[Records from a collection]
<<<<

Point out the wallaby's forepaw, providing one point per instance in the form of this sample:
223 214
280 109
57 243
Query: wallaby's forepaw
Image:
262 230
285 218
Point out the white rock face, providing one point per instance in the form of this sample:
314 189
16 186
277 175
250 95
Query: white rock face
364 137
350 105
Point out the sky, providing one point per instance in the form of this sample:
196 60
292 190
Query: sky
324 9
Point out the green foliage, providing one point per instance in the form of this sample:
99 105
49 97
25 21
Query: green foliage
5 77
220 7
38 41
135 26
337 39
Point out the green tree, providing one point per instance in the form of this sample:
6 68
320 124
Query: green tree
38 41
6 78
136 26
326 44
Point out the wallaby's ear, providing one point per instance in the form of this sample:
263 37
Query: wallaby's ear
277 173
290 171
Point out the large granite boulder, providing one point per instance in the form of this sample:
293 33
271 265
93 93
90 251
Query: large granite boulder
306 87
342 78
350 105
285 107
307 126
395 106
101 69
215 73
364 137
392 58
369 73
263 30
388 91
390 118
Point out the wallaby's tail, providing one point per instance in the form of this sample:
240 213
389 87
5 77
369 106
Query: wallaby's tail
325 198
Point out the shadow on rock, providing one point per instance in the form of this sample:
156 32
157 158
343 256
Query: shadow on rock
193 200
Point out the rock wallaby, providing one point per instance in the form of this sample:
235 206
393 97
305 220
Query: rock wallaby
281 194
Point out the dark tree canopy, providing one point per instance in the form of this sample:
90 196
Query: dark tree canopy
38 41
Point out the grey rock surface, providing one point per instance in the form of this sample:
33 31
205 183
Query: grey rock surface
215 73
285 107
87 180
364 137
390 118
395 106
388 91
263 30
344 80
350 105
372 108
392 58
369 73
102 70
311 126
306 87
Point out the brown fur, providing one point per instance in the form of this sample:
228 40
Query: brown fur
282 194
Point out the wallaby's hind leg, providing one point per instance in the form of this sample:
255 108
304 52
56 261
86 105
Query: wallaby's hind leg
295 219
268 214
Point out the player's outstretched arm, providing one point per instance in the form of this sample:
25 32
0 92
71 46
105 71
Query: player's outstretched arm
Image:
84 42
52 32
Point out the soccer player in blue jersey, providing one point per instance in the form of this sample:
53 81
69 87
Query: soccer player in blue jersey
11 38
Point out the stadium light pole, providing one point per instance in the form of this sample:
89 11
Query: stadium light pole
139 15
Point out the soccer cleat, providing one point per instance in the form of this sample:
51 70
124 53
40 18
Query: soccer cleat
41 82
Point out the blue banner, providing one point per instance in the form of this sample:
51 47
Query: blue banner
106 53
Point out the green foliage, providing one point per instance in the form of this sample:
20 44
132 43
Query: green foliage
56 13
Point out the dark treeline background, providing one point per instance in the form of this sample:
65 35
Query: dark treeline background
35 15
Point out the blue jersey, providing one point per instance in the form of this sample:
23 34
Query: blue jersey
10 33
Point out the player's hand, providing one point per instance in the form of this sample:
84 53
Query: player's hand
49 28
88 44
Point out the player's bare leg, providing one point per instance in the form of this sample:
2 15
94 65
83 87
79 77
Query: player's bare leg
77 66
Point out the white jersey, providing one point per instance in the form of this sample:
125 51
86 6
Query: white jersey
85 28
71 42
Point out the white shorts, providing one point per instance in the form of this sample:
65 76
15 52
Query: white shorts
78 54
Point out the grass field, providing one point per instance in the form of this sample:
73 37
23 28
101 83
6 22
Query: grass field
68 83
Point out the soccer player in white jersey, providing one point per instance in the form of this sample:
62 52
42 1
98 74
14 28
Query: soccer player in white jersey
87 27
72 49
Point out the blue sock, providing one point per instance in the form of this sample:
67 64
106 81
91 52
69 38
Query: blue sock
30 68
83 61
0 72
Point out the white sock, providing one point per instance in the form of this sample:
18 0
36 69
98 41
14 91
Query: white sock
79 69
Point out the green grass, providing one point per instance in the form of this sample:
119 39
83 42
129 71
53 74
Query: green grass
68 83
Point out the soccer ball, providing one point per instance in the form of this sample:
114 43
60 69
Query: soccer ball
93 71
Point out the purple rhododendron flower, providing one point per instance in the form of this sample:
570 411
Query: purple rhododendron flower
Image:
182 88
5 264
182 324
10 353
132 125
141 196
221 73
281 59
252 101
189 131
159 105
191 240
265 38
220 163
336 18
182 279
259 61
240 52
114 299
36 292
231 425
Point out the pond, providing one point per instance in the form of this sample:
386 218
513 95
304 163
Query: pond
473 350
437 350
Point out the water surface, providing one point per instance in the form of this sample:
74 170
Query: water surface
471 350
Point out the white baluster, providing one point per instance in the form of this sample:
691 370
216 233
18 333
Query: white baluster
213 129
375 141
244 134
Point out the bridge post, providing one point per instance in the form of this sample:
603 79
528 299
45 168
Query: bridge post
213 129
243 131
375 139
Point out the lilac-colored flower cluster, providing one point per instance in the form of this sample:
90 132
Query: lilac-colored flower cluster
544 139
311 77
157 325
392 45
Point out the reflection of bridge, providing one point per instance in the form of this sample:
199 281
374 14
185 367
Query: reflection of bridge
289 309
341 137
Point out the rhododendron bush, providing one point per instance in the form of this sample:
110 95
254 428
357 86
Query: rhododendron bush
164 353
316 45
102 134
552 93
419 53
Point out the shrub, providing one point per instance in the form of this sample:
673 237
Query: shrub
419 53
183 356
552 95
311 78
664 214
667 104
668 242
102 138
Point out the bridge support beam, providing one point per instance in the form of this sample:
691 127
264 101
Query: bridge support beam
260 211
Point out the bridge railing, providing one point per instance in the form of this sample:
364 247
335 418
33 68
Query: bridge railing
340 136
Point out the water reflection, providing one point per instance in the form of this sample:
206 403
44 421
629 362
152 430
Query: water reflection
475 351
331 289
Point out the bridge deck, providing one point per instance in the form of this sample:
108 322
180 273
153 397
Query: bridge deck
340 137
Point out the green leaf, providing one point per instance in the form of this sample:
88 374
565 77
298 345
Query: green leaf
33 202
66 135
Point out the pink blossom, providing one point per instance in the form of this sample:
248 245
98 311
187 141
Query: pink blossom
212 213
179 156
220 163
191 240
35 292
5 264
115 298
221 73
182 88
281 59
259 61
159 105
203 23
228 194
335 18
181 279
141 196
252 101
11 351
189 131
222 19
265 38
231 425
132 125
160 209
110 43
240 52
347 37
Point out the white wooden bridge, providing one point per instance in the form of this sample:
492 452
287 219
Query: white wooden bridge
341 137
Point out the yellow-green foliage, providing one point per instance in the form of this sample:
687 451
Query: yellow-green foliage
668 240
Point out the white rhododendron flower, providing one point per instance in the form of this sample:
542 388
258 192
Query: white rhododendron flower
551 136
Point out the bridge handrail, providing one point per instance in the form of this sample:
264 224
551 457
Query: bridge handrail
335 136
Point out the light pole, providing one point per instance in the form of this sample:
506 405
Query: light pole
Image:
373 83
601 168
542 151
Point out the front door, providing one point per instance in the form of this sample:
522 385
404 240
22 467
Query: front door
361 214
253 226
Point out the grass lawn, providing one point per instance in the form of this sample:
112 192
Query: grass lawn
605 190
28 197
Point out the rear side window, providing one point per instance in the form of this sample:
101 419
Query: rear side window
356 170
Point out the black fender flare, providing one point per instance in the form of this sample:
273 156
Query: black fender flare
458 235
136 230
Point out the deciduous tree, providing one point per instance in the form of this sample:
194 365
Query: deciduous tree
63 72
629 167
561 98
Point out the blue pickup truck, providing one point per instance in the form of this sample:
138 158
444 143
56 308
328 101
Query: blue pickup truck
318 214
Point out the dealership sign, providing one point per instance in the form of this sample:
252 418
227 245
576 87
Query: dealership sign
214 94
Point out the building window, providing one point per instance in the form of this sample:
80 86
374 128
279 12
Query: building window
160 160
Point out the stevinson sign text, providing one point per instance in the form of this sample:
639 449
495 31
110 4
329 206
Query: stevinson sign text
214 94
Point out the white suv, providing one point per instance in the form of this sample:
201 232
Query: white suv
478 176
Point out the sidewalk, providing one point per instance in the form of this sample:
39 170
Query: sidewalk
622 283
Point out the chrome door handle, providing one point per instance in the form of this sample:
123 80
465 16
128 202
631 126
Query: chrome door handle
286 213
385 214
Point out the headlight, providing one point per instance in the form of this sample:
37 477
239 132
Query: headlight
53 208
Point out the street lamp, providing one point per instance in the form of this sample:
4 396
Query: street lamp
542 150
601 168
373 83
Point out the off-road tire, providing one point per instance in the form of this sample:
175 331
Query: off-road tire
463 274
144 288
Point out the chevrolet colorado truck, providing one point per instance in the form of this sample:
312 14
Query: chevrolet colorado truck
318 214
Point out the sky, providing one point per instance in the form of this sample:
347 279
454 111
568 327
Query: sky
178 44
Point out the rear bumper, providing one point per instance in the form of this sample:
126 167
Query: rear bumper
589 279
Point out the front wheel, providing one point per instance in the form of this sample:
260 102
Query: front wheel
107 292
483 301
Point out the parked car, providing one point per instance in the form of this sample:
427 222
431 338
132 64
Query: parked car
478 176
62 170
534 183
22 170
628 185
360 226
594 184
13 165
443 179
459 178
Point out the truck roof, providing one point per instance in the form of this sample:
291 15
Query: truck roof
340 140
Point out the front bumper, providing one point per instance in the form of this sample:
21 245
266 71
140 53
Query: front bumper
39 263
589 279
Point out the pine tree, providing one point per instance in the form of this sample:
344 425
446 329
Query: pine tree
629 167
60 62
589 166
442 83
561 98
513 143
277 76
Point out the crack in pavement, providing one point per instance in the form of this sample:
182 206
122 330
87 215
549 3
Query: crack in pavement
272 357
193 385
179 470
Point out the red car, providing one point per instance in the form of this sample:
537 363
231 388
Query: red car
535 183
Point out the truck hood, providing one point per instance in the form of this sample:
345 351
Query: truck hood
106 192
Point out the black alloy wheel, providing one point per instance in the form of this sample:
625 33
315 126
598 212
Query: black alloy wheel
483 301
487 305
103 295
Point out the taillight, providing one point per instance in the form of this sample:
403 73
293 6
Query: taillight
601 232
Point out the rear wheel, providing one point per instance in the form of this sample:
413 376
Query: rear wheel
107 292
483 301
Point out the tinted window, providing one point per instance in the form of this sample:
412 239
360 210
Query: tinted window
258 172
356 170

>>>>

## WHAT IS ASKED
Express everything from the line containing "Point out the taillight, providing" down to the end of the records as a Markdown table with the columns Row and Line, numbering each row and leaving out blank lines.

## WRITTEN RESPONSE
| Row | Line |
|---|---|
| 1 | Point out the taillight, providing one point per instance in the form of this sample: |
| 2 | 403 73 |
| 3 | 293 6 |
| 4 | Query: taillight |
| 5 | 601 232 |
| 6 | Point out the rear wheel, providing one point per instance in the form of this sample: |
| 7 | 413 376 |
| 8 | Query: rear wheel |
| 9 | 107 292 |
| 10 | 483 301 |
| 11 | Point out the tinted window, providing one point per instance in the form of this sample: |
| 12 | 412 239 |
| 13 | 360 210 |
| 14 | Query: tinted window |
| 15 | 258 172 |
| 16 | 356 170 |